:: DOCUMENT SECTION ::

[Start of Attachment]

Evidence, evaluation, and governance are separate jobs and stay separate; collapsing evaluation into "we tested it" or governance into "we added a guardrail" is exactly how the boundary is mis-engineered.

Four families of failure

A system can demo well and fail in any of four places. Naming them is half the work — an ordinarily-excellent engineer, asking the right questions, finds the failure faster than a brilliant one improvising:

  • Retrieval and document structure. The right source is never surfaced; or it is surfaced but unusable, because the fragment lost the context that made it meaningful; or the answer is not bound to anything citable. The cure is a substrate of addressable, evidence-bearing units.
  • Agent behaviour and evaluation. The system ships on "it seems to work" — no eval set, no reproducible failure, no trace of why it acted, a confidence untied to evidence. The cure is measurement brought in at the start: a domain-grounded judge, calibration, a regression guard.
  • Agentic software engineering. A system writes code faster than anyone can review it — unchecked against intent, no attestation on the irreversible change. The cure is a supervisor every change passes before it lands.
  • Governance and trust. Safety is filtering output after the fact rather than bounding the system by construction; nothing produces a record that survives scrutiny. The cure is a boundary, drawn first.

These are the same axis — the deterministic/non-deterministic boundary — wearing four domains. As Arc deploys further, new families open; the vocabulary stays small on purpose.

The method, end to end

Whatever the starting point, the work runs the same arc:

ground → boundary → substrate → evaluation → governance → deployment
  1. Establish the ground — what is real, and what must be made real. For a system in hand, the diagnosis of where it is true and where it only demos; for a capability you do not yet have, the research or held technology that will supply it.

[End of Attachment]

:: WORK INSTRUCTIONS ::
Reproduce verbatim the stretch of the engineering text that begins with the words containing "These are the" and ends with "will supply it.".

:: RECORDS SUPPLIED ::

[Start of Attachment]

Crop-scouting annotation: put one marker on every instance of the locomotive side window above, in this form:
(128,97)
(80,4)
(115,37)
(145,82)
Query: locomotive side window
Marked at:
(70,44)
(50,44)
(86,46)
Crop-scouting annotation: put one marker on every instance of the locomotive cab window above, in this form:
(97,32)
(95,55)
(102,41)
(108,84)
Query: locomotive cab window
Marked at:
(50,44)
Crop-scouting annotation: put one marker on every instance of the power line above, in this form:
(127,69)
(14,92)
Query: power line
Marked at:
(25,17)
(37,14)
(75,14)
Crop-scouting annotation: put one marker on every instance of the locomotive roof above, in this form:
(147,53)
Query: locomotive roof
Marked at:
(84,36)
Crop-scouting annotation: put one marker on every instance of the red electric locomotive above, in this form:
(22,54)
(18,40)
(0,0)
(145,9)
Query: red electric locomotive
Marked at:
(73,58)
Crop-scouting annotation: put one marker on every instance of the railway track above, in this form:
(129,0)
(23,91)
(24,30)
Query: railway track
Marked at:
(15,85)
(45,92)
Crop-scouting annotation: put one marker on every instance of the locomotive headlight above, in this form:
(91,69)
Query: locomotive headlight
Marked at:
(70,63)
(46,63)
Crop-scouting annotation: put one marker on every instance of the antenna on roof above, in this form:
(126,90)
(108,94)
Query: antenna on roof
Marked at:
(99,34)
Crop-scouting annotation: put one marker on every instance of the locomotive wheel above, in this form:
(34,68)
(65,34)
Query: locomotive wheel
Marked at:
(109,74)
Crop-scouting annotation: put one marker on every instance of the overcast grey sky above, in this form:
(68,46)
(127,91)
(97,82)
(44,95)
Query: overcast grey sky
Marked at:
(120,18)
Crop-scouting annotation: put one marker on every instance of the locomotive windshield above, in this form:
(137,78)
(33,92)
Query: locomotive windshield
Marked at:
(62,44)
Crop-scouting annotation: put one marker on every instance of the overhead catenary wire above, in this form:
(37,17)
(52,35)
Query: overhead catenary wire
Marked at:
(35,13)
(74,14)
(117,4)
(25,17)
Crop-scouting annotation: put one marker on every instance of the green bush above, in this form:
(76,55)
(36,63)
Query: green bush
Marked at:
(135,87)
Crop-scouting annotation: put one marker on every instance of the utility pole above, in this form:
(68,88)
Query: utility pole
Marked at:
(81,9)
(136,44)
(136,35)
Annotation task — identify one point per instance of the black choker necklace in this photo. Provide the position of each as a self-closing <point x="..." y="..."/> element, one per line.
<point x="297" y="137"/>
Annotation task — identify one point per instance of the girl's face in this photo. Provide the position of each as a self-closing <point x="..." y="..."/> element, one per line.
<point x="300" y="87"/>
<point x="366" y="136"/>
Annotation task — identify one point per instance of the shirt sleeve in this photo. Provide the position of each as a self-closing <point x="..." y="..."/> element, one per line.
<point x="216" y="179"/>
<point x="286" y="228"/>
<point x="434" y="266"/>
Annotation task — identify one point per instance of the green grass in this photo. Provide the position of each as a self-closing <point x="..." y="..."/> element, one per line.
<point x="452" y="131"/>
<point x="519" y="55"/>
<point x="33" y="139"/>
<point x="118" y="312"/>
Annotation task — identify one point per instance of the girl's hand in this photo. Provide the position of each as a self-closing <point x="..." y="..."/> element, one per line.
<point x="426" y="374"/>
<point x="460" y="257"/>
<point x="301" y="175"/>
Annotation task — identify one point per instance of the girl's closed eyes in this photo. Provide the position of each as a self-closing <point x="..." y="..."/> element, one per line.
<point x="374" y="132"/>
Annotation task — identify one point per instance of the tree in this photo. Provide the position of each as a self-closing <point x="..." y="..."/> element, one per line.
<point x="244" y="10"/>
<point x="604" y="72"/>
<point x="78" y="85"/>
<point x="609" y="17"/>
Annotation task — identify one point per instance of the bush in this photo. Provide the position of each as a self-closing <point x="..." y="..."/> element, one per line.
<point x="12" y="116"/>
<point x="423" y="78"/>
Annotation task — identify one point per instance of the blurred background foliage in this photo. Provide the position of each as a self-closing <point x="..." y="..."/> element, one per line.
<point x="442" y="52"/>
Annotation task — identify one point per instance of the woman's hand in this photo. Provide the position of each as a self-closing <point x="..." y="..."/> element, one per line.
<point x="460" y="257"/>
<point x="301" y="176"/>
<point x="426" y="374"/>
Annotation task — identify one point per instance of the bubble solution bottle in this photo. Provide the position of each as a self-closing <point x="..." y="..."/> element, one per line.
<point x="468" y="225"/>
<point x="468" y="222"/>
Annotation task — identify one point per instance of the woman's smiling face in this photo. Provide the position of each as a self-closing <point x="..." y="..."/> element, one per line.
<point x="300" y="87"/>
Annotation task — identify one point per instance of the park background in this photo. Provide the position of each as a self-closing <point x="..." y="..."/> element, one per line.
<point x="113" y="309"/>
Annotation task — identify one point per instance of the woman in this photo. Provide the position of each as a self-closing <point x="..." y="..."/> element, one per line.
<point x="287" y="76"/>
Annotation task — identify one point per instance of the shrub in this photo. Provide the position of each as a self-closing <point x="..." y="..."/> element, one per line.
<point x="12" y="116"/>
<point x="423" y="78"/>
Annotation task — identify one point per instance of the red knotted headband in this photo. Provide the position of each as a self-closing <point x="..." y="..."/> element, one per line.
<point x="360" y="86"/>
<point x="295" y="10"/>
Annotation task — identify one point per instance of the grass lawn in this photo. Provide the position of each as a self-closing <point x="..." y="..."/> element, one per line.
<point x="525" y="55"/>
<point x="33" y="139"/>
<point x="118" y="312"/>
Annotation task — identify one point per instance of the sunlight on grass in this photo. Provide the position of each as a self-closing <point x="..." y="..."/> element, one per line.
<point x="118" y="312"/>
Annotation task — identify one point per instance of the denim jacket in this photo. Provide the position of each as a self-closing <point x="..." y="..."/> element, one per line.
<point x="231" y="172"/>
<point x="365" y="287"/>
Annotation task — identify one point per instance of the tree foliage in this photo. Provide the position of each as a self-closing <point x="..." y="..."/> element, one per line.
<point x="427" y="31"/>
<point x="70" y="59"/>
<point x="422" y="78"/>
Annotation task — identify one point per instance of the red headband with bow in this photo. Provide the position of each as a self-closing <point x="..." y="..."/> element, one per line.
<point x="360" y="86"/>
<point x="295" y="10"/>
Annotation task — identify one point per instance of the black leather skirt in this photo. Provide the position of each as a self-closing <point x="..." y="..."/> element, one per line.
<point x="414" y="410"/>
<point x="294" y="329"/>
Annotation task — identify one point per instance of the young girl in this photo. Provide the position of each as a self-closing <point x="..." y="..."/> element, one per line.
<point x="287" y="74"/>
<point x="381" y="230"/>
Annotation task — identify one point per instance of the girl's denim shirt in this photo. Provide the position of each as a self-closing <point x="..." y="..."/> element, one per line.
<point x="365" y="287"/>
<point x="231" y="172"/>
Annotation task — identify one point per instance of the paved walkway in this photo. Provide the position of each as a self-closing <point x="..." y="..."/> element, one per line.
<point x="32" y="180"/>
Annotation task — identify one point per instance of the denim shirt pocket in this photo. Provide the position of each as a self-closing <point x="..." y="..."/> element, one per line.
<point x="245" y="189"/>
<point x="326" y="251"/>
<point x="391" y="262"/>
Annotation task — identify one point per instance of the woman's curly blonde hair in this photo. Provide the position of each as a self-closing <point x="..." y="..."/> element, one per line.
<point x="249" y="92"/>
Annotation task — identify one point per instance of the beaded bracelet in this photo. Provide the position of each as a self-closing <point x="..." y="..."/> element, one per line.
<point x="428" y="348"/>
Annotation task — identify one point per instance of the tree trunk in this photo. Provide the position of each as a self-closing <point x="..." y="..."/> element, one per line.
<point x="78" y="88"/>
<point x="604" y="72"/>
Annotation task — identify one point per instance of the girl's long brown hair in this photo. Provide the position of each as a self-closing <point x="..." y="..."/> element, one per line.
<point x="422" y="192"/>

[End of Attachment]

:: COMPLETED EXERCISE ::
These are the same axis — the deterministic/non-deterministic boundary — wearing four domains. As Arc deploys further, new families open; the vocabulary stays small on purpose.

The method, end to end

Whatever the starting point, the work runs the same arc:

ground → boundary → substrate → evaluation → governance → deployment
  1. Establish the ground — what is real, and what must be made real. For a system in hand, the diagnosis of where it is true and where it only demos; for a capability you do not yet have, the research or held technology that will supply it.